* _PASSAGE FOR REVIEW_
_ _ _

So I want my sermon prep and delivery to be more led by the Spirit, knowing that "… those who are led by the Spirit of God are the children of God" (Romans 8:14). This is not an area that we can leave to presumption.

Matt Woodley: Agreed! At PreachingToday.com, we believe that preaching is a craft. I would even add that it's a human craft. But, of course, it's also a supernatural process and event in which the Holy Spirit speaks through his Word to the people Christ has purchased for himself.

Consider for a moment how utterly foolish preaching is—on a human level, that is. You and I—such sinful, flawed, and limited creatures—dare to stand up before a group of people and say, "Thus says the Lord." And then we draw out the implications of the Word of God and apply it specifically to their lives. Who is worthy for such a task? It's presumptuous and downright ridiculous … unless the Holy Spirit is behind it all.

I remember at one point in my pastoral career, I was preaching every week in the midst of great personal pain and physical weariness. I remember telling God every Sunday, "Lord, I can't do this. If you don't show up, I have nothing to say." And week after week, the Holy Spirit showed up in quiet but miraculous ways. During that dark season, God taught me an important lesson: "I'll need him just as much for every sermon for the rest of my life." To apply a saying of Jesus: "With man preaching is impossible, but with God all things are possible."

Where is Jesus in this text?

Daniel Fusco: This question reminds me, as a preacher, that Jesus is the centerpiece of every sermon. The big story of Scripture always leads back to him. Jesus himself said (speaking of what we call the Old Testament): "You study the Scriptures diligently because you think that in them you have eternal life. These are the very Scriptures that testify about me" (John 5:39). The entire Bible testifies of the work of the Father through the Son, applied by the Spirit. So my goal is to preach Jesus from every text.

I also need to add that sometimes it seems like we can neglect to proclaim all of the social implications of the message of Jesus. We have a tendency to want to proclaim only one side of the Good News—the part about Jesus conquering sin and death and making dead people alive. We should love to preach the good news of imputed righteousness and personal salvation. Yet at the same time, that message has massive social implications. We need to proclaim that part of the Good News, too. This point is way too important to dismiss, particularly in light of the social issues of our day and the ever-growing need for the presence of the church in this world.

_ _ _

* _DATA SECTION_
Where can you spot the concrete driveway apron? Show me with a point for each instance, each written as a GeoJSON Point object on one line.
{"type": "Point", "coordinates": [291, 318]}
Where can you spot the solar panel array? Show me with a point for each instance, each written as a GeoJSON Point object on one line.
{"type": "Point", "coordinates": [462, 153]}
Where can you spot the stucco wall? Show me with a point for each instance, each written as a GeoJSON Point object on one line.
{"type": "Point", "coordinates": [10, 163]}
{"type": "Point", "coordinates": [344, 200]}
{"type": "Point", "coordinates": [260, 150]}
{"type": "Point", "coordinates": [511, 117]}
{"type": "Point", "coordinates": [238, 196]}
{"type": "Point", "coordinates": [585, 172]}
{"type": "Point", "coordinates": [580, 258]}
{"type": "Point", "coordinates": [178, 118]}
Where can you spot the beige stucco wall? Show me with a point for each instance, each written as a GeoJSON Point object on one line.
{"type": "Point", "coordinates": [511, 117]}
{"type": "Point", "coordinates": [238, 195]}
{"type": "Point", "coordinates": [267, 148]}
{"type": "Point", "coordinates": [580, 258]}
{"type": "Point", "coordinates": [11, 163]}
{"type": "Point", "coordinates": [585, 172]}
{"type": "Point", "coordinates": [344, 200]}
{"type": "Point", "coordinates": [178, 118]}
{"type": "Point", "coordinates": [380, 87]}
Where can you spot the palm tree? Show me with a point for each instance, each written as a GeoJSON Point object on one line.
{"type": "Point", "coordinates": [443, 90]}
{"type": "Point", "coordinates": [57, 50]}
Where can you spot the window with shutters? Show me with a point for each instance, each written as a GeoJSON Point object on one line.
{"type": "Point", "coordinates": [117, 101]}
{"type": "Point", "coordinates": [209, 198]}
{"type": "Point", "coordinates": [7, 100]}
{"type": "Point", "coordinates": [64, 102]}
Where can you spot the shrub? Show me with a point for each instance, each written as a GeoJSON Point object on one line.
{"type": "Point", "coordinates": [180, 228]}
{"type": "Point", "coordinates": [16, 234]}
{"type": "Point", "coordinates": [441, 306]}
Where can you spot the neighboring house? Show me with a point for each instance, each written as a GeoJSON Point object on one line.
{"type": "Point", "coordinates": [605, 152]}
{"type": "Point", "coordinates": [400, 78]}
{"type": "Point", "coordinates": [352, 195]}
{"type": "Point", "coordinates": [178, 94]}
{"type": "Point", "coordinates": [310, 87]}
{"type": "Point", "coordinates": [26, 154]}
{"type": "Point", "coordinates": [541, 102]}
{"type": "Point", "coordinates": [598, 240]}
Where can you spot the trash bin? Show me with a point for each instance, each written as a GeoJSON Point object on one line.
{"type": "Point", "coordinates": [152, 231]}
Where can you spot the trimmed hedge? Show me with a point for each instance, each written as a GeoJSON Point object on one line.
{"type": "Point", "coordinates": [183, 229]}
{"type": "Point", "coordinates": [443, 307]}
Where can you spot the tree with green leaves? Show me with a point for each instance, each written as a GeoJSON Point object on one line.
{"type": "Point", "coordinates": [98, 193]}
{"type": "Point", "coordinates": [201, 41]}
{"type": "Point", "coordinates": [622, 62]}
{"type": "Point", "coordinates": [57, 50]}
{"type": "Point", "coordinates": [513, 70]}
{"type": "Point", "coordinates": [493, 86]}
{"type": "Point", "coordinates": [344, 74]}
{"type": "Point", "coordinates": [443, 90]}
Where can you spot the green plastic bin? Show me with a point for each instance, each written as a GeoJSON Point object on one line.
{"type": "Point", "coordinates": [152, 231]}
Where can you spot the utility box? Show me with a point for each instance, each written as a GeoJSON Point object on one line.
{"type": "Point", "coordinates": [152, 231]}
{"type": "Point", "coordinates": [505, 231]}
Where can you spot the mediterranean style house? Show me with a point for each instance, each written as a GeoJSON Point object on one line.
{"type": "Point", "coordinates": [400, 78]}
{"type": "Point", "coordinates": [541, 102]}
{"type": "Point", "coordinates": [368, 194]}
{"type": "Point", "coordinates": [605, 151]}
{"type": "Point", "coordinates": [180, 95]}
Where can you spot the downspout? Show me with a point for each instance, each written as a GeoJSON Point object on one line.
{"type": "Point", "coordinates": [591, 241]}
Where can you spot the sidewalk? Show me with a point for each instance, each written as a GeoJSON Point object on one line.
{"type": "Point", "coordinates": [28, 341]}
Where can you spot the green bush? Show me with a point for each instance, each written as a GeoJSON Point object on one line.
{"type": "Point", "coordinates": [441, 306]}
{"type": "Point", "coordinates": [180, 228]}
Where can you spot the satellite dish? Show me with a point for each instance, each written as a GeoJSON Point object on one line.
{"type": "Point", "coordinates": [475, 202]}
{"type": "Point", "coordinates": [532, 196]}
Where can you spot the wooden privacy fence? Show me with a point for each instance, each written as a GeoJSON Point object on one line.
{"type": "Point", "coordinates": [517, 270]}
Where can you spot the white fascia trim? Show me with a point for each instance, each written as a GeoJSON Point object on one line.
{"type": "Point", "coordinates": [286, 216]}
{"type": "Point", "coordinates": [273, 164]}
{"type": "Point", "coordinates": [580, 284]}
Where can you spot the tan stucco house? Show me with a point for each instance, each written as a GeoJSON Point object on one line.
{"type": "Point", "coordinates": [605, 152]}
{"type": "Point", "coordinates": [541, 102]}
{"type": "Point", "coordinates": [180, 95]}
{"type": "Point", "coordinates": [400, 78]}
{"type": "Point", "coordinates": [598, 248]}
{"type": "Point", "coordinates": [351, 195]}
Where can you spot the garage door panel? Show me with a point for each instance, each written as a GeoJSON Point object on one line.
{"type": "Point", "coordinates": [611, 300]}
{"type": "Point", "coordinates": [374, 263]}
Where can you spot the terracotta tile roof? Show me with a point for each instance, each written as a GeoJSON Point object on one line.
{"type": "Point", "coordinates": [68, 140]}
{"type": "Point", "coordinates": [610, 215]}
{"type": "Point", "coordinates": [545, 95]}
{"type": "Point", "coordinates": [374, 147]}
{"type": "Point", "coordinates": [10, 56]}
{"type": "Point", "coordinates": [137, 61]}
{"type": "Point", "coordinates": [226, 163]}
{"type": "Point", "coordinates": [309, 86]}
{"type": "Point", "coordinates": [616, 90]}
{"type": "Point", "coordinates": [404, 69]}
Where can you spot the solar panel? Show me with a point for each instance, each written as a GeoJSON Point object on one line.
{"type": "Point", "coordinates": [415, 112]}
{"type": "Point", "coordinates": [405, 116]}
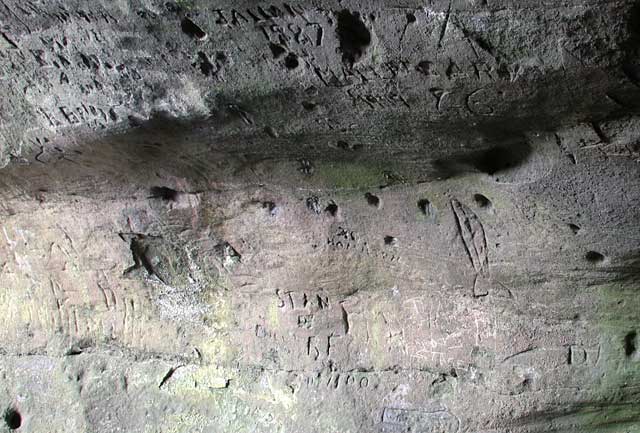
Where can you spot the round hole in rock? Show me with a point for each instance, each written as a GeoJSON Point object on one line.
{"type": "Point", "coordinates": [12, 419]}
{"type": "Point", "coordinates": [332, 208]}
{"type": "Point", "coordinates": [343, 145]}
{"type": "Point", "coordinates": [425, 206]}
{"type": "Point", "coordinates": [482, 201]}
{"type": "Point", "coordinates": [372, 199]}
{"type": "Point", "coordinates": [390, 240]}
{"type": "Point", "coordinates": [291, 61]}
{"type": "Point", "coordinates": [594, 257]}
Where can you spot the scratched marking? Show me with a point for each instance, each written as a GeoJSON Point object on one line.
{"type": "Point", "coordinates": [473, 236]}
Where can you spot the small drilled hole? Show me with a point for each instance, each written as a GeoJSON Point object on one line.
{"type": "Point", "coordinates": [13, 419]}
{"type": "Point", "coordinates": [309, 106]}
{"type": "Point", "coordinates": [594, 257]}
{"type": "Point", "coordinates": [425, 207]}
{"type": "Point", "coordinates": [276, 50]}
{"type": "Point", "coordinates": [192, 29]}
{"type": "Point", "coordinates": [332, 209]}
{"type": "Point", "coordinates": [291, 61]}
{"type": "Point", "coordinates": [574, 228]}
{"type": "Point", "coordinates": [482, 201]}
{"type": "Point", "coordinates": [373, 200]}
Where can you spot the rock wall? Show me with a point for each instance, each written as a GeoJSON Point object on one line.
{"type": "Point", "coordinates": [320, 216]}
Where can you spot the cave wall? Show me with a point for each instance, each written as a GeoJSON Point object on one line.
{"type": "Point", "coordinates": [320, 216]}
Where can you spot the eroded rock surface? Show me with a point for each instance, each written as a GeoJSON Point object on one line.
{"type": "Point", "coordinates": [320, 216]}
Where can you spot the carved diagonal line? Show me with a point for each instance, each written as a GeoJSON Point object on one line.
{"type": "Point", "coordinates": [473, 236]}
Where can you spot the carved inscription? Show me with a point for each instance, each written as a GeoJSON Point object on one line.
{"type": "Point", "coordinates": [409, 420]}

_ _ _

* _ACTION ITEM A_
In the text on preaching, which Bible verse does Daniel Fusco quote to show that the Scriptures testify about Jesus?
* _ACTION ITEM B_
Resume the text on preaching after its last sentence and carry it forward.

* _YOUR RESPONSE A_
John 5:39

* _YOUR RESPONSE B_
Matt Woodley: I recently spoke with a wise church leader who had an insightful critique of a sermon she had just heard. "It was all about having faith, and the need to walk by faith," she said, "but the message never brought us to the source of our faith—Jesus. It was all about us trying to get more faith, not more Jesus."

I recall Tim Keller once mentioning a more positive critique that his wife Kathy gave to one of his sermons. She said that when Tim preached on the text and our response to the text, it was all grounded in God's Word, for sure, but then when he got to Jesus—the hero of the story, the source of our faith and redemption and obedience to the text—Kathy Keller said (I'm paraphrasing), "Tim, you started to soar, and we started to soar, and it all led us right into the presence of Jesus."

I'm all for doing careful exegesis of each specific text, given its original culture and audience, but at some point, every sermon needs to soar toward and with and in and through Jesus. This diagnostic question always leads to a parallel question: am I throwing my people back on their own resources, or am I leading them to Jesus? So along with "give people more Bible," I'd also add another "top five" piece of advice: give people more Jesus in your preaching. It's hard to overdo that.

Daniel Fusco is the Lead Pastor of Crossroads Community Church in Vancouver, WA.